-- Begin Record excerpts --

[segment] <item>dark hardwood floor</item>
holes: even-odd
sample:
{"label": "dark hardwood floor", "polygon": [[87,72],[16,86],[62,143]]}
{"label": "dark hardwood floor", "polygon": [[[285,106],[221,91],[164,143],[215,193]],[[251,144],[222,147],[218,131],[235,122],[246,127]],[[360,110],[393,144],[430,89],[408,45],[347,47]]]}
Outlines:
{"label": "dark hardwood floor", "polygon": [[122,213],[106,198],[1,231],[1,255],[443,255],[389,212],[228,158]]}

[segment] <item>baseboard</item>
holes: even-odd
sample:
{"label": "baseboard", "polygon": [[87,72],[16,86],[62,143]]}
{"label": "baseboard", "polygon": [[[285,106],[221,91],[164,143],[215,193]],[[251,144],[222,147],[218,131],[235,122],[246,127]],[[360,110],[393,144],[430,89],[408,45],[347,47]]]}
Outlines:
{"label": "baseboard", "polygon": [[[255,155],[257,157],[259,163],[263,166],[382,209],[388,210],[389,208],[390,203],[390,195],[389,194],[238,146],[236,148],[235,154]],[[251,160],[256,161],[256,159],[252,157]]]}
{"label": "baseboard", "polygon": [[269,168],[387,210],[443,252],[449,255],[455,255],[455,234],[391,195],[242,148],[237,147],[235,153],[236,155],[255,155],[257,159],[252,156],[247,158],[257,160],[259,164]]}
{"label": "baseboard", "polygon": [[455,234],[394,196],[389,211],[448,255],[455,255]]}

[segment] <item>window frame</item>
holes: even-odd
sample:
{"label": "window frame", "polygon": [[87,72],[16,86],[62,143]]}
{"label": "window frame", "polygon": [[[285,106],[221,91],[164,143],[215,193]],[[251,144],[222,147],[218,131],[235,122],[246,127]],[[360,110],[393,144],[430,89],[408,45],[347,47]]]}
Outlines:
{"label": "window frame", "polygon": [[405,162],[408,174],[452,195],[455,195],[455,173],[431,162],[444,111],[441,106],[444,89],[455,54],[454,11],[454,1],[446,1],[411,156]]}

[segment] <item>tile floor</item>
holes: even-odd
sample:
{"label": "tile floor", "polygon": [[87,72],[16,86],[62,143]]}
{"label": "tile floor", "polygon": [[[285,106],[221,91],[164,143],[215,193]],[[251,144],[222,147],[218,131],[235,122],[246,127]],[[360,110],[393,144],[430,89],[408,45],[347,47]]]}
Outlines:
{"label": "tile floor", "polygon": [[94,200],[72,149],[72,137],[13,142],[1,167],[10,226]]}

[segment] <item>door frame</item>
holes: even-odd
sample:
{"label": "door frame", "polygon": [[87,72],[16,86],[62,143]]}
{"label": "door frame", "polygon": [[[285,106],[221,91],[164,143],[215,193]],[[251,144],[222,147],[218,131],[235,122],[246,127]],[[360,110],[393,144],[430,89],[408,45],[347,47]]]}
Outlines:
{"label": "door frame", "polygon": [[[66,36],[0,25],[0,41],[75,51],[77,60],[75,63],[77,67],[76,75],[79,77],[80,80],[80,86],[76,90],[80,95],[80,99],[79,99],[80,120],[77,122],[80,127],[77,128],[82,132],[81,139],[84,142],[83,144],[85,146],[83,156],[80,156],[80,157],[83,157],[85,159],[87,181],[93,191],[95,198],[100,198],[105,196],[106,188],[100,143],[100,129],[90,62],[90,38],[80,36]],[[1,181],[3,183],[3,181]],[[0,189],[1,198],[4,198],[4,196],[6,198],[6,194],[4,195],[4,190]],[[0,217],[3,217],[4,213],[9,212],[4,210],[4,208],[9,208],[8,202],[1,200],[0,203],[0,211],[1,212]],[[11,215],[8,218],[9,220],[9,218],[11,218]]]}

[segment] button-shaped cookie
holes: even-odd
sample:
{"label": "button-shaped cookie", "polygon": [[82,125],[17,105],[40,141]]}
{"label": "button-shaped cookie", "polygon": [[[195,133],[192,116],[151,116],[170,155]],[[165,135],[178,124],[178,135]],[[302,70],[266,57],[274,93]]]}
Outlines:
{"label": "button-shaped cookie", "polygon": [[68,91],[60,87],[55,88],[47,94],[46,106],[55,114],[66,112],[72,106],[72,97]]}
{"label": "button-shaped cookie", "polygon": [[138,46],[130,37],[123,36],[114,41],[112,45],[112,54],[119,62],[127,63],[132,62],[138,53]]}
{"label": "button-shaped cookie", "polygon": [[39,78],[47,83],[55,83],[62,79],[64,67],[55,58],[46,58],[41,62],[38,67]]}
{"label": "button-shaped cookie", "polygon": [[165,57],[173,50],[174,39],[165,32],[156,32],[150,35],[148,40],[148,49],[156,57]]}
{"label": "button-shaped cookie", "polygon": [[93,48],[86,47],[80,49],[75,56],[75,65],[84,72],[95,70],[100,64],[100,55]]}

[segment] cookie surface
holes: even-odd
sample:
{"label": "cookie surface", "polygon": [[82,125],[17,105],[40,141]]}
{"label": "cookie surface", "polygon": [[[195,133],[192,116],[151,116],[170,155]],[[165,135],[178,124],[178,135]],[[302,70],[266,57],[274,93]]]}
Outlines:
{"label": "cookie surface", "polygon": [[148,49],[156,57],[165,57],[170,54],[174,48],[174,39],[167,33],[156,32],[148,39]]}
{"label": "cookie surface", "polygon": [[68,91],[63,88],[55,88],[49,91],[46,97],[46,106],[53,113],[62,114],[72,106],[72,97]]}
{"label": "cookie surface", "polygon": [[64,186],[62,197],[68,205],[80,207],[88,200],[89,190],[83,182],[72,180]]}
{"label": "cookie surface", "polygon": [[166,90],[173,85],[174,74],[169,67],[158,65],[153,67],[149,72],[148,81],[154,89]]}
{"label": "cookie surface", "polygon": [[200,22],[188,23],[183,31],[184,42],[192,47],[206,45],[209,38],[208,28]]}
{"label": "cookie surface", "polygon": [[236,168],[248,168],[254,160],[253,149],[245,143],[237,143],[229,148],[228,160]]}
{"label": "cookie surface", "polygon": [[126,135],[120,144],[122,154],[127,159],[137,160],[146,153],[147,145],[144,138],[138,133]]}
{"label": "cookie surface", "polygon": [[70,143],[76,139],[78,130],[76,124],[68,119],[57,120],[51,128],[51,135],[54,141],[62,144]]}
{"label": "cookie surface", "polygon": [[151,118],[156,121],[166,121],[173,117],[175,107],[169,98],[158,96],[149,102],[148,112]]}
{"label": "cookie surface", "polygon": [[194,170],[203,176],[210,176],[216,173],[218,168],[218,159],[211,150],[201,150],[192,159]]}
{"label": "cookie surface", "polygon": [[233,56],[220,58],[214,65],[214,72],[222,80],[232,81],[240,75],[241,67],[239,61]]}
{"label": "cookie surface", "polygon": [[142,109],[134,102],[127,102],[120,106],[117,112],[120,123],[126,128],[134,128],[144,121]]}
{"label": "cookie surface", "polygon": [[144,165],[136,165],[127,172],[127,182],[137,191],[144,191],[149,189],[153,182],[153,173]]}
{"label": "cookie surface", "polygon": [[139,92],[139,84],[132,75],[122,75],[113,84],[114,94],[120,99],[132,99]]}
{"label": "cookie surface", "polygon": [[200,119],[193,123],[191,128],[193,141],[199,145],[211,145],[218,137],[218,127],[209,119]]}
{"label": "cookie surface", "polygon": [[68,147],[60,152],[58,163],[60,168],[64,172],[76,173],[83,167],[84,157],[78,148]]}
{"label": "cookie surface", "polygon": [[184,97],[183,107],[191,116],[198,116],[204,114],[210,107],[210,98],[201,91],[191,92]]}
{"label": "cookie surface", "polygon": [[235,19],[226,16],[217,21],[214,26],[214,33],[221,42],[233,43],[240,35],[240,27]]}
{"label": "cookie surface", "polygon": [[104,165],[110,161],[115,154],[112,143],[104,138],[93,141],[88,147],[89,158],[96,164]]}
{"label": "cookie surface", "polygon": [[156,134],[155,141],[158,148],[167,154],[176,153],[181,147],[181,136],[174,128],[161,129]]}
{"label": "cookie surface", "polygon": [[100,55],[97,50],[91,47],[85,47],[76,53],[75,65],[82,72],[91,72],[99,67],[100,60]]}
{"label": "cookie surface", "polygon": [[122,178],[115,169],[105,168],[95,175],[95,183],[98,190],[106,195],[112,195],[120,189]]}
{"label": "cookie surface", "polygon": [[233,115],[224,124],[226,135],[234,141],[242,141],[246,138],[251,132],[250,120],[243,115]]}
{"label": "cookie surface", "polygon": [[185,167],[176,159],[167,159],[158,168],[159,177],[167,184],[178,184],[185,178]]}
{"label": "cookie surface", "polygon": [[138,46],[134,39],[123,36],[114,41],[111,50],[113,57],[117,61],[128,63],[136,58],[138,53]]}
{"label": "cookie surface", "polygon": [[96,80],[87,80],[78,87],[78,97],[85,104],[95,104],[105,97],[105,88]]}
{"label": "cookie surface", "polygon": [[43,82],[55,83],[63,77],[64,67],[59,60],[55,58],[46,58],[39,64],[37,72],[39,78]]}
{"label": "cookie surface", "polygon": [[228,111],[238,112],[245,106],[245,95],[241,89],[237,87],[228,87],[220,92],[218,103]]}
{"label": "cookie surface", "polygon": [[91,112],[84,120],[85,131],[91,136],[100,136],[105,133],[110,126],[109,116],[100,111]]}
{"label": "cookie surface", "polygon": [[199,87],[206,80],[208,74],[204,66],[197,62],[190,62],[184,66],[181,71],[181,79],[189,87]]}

-- End Record excerpts --

**Stated goal**
Select each line in the records that contains the string "item". Only matches with the same case count.

**Task output**
[segment] <item>dark hardwood floor</item>
[segment] <item>baseboard</item>
[segment] <item>window frame</item>
[segment] <item>tile floor</item>
[segment] <item>door frame</item>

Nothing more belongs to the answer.